[Collected data]
BEGIN
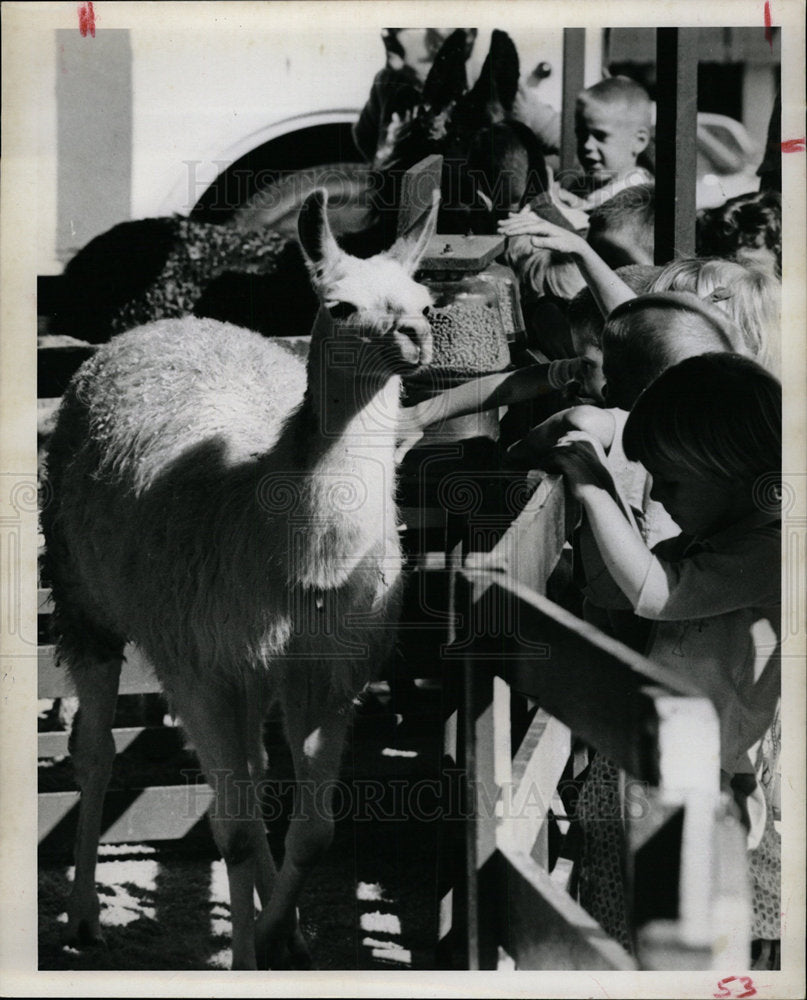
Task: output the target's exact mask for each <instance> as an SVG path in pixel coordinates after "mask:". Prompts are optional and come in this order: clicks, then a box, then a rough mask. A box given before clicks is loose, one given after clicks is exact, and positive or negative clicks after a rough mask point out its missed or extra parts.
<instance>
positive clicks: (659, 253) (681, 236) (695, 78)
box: [655, 28, 698, 264]
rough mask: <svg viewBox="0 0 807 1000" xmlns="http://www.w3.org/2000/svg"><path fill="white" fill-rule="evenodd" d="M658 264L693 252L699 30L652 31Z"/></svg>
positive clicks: (665, 30) (669, 260)
mask: <svg viewBox="0 0 807 1000" xmlns="http://www.w3.org/2000/svg"><path fill="white" fill-rule="evenodd" d="M656 76H657V80H658V86H657V93H658V100H657V102H656V105H657V108H658V110H657V114H656V248H655V262H656V264H666V263H667V262H668V261H671V260H672V259H673V258H674V257H681V256H693V255H694V253H695V181H696V168H697V116H698V29H697V28H659V29H658V30H657V32H656Z"/></svg>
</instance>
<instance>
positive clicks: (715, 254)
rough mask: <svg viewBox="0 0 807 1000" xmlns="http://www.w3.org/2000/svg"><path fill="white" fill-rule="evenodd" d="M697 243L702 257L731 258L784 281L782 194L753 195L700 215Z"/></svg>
mask: <svg viewBox="0 0 807 1000" xmlns="http://www.w3.org/2000/svg"><path fill="white" fill-rule="evenodd" d="M696 242H697V247H698V254H699V255H700V256H702V257H711V256H715V257H729V258H731V259H732V260H737V261H739V262H740V263H741V264H751V265H753V266H755V267H759V268H761V269H763V270H767V271H768V272H769V273H771V274H772V275H773V276H774V277H775V278H781V276H782V196H781V194H779V193H778V192H777V191H754V192H751V193H750V194H741V195H737V196H736V197H735V198H729V200H728V201H727V202H725V203H724V204H723V205H720V206H718V207H717V208H710V209H704V210H703V211H701V212H698V217H697V228H696Z"/></svg>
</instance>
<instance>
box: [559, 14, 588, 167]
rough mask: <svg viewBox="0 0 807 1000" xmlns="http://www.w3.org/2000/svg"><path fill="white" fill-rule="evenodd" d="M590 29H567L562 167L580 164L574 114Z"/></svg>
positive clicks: (561, 122) (565, 55) (560, 130)
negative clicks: (586, 47) (577, 157)
mask: <svg viewBox="0 0 807 1000" xmlns="http://www.w3.org/2000/svg"><path fill="white" fill-rule="evenodd" d="M585 54H586V29H585V28H564V29H563V96H562V102H563V111H562V114H561V129H560V170H561V173H566V172H567V171H572V170H574V168H575V164H576V163H577V137H576V135H575V129H574V113H575V106H576V103H577V95H578V94H579V93H580V91H581V90H582V89H583V79H584V72H585Z"/></svg>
END
_WHAT TO PRODUCE_
Recast the listing as a numbered list with blank lines omitted, starting at its beginning and ending at the line that contains "box: [655, 28, 698, 264]". Leave the pictures out of the answer.

_SOLVED EXERCISE_
1. Task: output the target's exact mask for each <instance> as an SVG path in pixel coordinates after "mask:". Prompts are optional and come in this order: clicks, then a box, then a rough mask. A box given before clicks is loose, one given after clicks is exact, and positive or negative clicks after a rough mask point out its missed or extra parts.
2. <instance>
3. positive clicks: (659, 253) (681, 236) (695, 78)
4. box: [655, 28, 698, 264]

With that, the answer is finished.